-- begin --

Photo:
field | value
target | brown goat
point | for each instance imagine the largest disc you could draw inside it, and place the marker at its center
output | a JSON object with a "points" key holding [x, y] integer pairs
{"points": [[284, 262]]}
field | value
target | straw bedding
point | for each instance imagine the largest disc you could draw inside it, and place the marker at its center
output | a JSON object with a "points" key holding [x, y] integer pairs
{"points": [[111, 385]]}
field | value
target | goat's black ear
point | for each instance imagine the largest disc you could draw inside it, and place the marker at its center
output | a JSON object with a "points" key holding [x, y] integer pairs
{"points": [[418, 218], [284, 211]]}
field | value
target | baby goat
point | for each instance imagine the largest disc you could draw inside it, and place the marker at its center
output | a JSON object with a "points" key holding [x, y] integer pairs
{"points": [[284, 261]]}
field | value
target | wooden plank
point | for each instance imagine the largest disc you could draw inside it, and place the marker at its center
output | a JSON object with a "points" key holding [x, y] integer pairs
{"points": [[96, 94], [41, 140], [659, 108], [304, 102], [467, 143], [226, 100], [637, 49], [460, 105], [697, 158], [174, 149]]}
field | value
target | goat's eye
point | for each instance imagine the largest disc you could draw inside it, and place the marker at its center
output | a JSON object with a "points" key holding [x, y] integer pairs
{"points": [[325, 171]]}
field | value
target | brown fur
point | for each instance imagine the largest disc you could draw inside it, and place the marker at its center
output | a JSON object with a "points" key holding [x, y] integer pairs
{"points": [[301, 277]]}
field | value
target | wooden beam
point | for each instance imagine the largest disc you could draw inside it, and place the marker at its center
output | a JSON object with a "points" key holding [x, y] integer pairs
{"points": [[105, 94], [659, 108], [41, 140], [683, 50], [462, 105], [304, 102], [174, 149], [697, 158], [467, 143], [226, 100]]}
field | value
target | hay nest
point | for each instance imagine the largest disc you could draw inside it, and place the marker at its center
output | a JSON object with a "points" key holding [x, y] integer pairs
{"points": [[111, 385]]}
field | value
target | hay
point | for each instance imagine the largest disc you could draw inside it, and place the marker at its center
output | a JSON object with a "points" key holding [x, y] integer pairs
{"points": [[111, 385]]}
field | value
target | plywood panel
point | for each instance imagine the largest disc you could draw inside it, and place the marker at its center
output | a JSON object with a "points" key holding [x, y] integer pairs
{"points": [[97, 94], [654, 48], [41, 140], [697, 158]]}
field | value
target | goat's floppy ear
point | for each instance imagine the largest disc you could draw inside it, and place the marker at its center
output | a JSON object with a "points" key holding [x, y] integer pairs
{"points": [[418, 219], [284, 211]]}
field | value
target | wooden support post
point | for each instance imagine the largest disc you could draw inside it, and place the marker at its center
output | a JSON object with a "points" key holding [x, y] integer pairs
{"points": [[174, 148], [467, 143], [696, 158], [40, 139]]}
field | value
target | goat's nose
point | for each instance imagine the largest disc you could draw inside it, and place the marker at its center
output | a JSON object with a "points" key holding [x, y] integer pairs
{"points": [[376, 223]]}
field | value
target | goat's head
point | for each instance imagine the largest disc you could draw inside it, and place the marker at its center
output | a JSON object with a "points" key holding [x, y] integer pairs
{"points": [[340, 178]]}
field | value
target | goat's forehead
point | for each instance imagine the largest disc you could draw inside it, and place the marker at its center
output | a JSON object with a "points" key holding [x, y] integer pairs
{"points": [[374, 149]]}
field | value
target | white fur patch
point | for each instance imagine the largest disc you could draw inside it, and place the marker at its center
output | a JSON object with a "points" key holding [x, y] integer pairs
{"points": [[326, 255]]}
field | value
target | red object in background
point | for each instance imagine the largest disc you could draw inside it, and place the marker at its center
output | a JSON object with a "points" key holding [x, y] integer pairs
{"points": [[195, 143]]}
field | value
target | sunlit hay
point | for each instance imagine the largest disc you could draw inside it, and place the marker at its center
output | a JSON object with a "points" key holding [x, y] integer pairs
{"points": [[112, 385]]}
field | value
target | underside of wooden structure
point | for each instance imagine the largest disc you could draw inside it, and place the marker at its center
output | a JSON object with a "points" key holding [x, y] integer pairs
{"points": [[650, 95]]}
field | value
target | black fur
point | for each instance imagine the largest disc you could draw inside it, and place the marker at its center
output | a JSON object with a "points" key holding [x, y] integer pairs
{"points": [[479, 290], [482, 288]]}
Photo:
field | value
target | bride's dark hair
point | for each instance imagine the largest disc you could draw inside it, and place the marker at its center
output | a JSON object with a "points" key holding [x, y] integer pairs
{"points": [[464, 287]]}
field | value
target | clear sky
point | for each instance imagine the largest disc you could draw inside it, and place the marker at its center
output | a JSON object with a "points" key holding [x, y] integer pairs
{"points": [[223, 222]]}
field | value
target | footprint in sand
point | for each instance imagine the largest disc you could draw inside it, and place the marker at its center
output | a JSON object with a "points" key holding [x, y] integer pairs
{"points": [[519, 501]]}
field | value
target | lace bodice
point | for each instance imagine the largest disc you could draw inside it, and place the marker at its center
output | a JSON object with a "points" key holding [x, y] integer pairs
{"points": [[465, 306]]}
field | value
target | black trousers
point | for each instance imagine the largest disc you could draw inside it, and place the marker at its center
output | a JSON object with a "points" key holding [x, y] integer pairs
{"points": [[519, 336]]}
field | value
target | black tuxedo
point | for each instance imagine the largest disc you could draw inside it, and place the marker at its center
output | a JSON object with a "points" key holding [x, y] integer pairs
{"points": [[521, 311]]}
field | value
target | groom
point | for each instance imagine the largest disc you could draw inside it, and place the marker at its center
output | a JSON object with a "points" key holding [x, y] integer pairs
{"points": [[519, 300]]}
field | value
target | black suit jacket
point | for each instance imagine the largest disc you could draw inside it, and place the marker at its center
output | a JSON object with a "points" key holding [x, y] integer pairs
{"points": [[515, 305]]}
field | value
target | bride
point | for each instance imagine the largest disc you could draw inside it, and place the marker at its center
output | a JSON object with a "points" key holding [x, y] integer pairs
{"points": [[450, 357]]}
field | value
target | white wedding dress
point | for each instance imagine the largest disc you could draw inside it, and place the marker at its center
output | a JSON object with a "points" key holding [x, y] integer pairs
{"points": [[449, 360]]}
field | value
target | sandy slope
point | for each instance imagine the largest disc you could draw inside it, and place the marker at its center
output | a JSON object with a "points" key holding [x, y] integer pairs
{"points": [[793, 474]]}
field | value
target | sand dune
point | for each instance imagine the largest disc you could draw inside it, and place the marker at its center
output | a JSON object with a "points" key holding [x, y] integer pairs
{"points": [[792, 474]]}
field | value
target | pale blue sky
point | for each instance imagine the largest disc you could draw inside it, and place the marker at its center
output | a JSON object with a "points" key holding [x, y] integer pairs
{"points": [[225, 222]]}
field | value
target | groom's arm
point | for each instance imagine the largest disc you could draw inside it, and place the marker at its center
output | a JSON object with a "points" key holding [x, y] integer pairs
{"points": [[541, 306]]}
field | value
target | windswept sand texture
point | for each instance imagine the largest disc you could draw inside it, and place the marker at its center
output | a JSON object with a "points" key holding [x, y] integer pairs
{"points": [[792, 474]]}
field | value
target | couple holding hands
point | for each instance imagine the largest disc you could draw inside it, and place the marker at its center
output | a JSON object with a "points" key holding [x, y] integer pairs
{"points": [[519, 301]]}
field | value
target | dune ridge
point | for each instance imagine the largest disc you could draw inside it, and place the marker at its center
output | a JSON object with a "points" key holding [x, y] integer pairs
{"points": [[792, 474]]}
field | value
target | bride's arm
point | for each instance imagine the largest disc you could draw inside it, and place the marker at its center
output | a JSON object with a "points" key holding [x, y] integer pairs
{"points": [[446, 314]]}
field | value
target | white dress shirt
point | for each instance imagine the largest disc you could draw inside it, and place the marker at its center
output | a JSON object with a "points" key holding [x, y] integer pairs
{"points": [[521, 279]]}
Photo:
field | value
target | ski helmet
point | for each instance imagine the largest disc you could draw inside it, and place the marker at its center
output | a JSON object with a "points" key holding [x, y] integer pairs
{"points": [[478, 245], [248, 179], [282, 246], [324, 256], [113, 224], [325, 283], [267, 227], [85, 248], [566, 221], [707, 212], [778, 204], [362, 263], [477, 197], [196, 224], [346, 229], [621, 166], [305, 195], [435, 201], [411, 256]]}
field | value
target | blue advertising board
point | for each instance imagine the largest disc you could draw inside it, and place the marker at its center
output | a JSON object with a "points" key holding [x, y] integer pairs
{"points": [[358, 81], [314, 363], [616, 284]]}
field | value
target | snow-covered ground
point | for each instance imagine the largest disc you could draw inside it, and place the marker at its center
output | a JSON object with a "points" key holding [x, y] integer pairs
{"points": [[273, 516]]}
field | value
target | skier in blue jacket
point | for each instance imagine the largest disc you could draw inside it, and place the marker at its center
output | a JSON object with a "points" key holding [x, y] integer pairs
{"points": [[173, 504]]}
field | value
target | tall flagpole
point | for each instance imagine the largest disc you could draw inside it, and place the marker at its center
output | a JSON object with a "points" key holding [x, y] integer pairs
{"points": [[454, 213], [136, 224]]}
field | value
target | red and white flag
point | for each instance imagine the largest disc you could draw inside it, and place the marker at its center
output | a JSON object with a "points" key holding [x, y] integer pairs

-- end --

TASK GOAL:
Please pull out every line from the items above that contains the word "dress", copying each one in full.

RESULT FOR THIS EXERCISE:
target | white wedding dress
target | white dress shirt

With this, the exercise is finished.